■ What the task asks: Scan the data below for the string "sign". Copy every line where it appears.
>>>>
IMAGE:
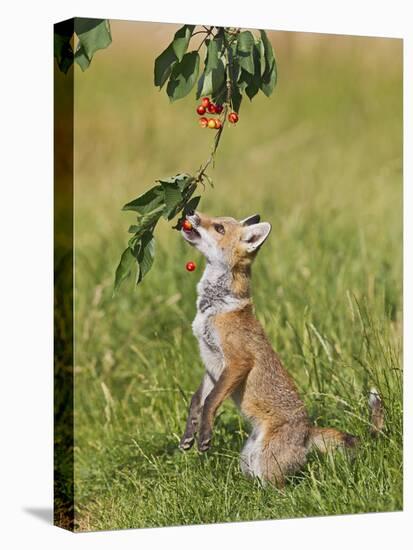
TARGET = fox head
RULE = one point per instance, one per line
(226, 241)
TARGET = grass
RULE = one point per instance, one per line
(321, 160)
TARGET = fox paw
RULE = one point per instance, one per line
(186, 442)
(204, 444)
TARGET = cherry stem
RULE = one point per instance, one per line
(202, 171)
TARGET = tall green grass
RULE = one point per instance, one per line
(321, 160)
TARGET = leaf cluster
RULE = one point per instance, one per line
(236, 63)
(166, 199)
(78, 39)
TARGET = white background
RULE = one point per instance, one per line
(26, 238)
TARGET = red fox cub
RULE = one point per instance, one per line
(240, 361)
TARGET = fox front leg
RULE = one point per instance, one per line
(224, 387)
(194, 413)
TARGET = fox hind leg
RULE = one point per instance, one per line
(329, 439)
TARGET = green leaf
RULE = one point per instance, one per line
(127, 260)
(211, 56)
(245, 46)
(82, 59)
(183, 77)
(236, 98)
(245, 42)
(163, 66)
(148, 201)
(93, 34)
(63, 51)
(173, 198)
(147, 221)
(259, 47)
(181, 40)
(213, 81)
(146, 255)
(192, 204)
(251, 83)
(269, 78)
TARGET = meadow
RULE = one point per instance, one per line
(322, 161)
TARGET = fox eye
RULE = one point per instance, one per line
(220, 228)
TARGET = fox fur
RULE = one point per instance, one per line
(240, 361)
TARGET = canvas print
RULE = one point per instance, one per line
(228, 274)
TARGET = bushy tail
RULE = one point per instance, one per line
(328, 439)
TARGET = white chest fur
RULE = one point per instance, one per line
(214, 297)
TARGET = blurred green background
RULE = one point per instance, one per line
(322, 161)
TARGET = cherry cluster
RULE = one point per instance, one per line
(207, 106)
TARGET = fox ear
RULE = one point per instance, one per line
(255, 235)
(251, 220)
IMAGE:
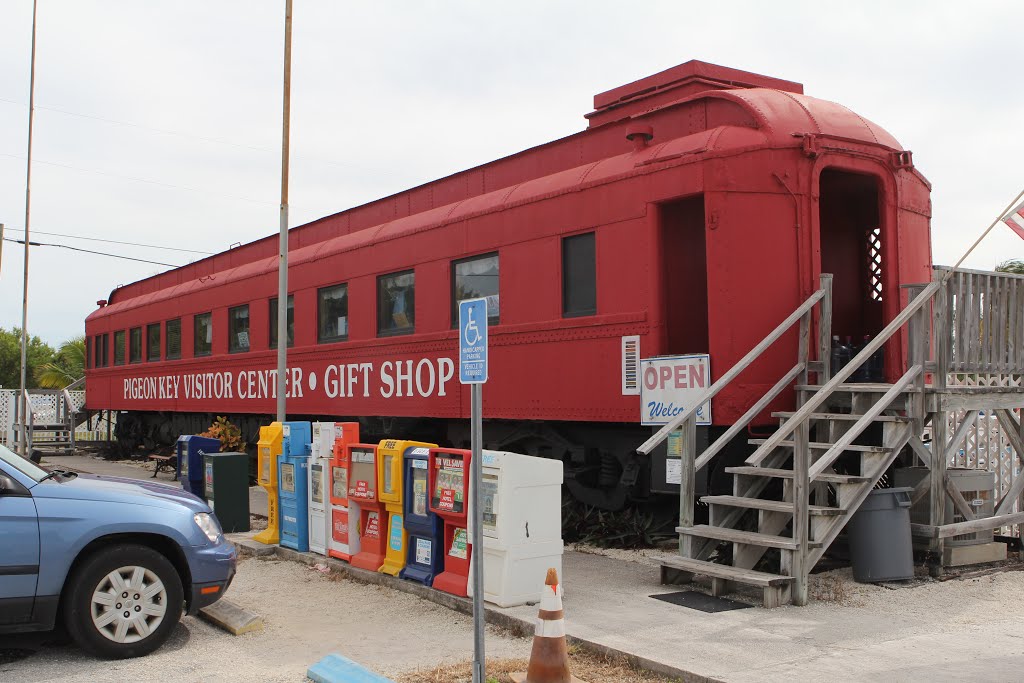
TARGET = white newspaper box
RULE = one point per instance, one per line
(522, 525)
(320, 479)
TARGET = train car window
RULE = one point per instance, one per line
(203, 334)
(119, 347)
(332, 313)
(238, 329)
(153, 341)
(579, 275)
(173, 333)
(291, 322)
(135, 345)
(396, 303)
(475, 278)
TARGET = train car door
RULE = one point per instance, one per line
(852, 239)
(684, 275)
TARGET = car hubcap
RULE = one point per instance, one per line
(128, 604)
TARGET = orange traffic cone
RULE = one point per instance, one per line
(549, 660)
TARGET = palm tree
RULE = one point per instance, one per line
(1014, 266)
(67, 367)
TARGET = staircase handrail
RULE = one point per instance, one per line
(867, 419)
(742, 365)
(819, 397)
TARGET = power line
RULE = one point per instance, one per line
(214, 140)
(115, 242)
(146, 180)
(89, 251)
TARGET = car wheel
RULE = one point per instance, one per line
(123, 601)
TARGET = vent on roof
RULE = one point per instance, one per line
(673, 84)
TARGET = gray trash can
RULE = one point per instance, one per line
(880, 537)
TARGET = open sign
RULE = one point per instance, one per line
(669, 385)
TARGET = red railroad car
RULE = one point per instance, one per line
(695, 212)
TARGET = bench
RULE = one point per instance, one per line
(170, 462)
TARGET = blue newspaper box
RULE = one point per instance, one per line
(424, 558)
(293, 483)
(189, 465)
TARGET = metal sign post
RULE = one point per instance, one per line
(473, 371)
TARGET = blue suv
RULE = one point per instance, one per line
(116, 560)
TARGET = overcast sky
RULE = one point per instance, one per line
(160, 122)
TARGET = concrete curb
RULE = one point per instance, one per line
(231, 617)
(517, 626)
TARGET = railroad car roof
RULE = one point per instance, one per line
(771, 118)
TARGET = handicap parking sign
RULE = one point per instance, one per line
(473, 341)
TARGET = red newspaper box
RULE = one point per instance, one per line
(363, 492)
(450, 500)
(343, 517)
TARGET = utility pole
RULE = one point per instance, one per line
(23, 397)
(283, 248)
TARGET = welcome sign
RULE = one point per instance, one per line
(671, 384)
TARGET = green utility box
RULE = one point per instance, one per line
(225, 476)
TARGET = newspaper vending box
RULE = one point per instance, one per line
(424, 529)
(343, 520)
(267, 451)
(521, 501)
(320, 473)
(292, 480)
(226, 485)
(390, 455)
(363, 491)
(449, 486)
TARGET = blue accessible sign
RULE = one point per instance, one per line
(473, 341)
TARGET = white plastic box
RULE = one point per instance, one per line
(521, 497)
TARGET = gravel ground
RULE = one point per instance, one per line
(307, 614)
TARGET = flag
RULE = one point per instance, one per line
(1016, 220)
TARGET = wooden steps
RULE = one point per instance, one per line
(776, 588)
(788, 474)
(751, 577)
(845, 417)
(824, 445)
(747, 538)
(771, 506)
(865, 387)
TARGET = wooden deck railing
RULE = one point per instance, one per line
(983, 322)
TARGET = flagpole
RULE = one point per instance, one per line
(283, 243)
(984, 235)
(24, 440)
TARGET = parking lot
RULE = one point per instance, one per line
(307, 614)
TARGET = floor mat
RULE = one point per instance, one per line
(696, 600)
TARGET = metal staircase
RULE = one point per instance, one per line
(800, 486)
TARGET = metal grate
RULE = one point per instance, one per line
(631, 366)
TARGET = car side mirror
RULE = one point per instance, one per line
(9, 486)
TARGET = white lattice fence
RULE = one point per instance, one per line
(986, 445)
(7, 397)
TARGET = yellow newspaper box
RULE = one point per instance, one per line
(390, 465)
(266, 472)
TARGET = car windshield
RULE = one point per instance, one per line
(24, 466)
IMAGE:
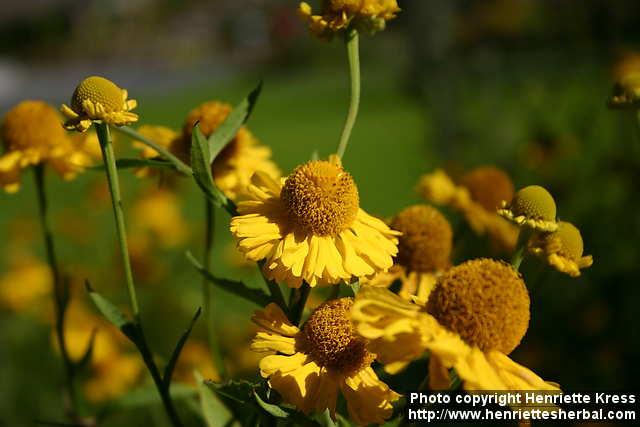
<<<<
■ Task answer:
TARGET = open sign
TARGET = metal sign post
TARGET = handicap parking sign
TARGET = welcome sign
TARGET = blue accessible sign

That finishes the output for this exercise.